● **Problem**: Quote the lines below verbatim, starting at the line that contains "cloud in the frame above." and ending at the line that contains "706,314 -> 738,333".

*** Recorded information

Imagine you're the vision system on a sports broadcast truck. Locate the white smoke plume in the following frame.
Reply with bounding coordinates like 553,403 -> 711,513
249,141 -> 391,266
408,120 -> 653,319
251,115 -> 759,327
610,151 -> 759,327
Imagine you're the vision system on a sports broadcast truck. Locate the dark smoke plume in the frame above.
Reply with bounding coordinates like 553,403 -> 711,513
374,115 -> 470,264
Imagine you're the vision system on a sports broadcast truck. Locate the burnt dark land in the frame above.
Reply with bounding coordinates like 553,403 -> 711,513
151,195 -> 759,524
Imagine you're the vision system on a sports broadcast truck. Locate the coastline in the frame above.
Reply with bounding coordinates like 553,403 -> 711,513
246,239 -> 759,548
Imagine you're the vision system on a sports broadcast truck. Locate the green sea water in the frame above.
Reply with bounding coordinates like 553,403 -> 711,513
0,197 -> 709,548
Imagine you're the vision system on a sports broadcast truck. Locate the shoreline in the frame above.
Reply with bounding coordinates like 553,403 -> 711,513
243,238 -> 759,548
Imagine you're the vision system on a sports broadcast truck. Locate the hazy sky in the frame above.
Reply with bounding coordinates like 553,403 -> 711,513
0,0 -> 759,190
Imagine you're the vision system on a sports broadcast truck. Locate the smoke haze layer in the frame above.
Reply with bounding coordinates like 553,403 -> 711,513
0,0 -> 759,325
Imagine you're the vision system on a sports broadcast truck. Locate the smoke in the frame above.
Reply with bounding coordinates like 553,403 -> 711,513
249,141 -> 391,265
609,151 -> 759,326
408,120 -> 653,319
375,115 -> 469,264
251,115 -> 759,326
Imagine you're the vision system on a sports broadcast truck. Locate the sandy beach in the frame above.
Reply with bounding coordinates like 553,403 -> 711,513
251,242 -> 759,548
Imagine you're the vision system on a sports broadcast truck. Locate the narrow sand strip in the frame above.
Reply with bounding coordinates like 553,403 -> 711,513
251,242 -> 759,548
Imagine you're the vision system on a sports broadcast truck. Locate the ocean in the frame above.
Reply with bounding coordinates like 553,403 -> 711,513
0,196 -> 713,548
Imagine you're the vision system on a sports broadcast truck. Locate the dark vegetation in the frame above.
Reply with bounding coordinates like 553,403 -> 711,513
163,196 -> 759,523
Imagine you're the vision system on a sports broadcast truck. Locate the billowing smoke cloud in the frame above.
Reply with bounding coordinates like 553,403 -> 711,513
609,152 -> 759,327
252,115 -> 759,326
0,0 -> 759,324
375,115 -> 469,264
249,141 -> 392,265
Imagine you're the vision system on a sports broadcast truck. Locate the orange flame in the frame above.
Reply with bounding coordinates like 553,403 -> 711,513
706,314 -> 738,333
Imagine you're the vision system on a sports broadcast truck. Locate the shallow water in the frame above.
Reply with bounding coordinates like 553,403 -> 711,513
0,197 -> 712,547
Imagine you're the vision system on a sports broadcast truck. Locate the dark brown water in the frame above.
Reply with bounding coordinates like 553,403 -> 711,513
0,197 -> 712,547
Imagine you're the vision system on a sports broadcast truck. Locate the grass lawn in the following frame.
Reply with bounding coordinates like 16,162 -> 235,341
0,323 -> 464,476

******

● **Right answer**:
Imagine you're the vision system on a sports broadcast truck. Locate the billowing smoke cloud in the frame above.
Reply with bounding coordinates like 553,403 -> 711,513
609,152 -> 759,327
252,115 -> 759,326
0,0 -> 759,324
375,115 -> 469,264
249,141 -> 392,265
Imagine you're the vision system on a sports broadcast truck. Locate the orange flame in the frame above.
Reply with bounding coordinates like 553,403 -> 711,513
706,314 -> 738,333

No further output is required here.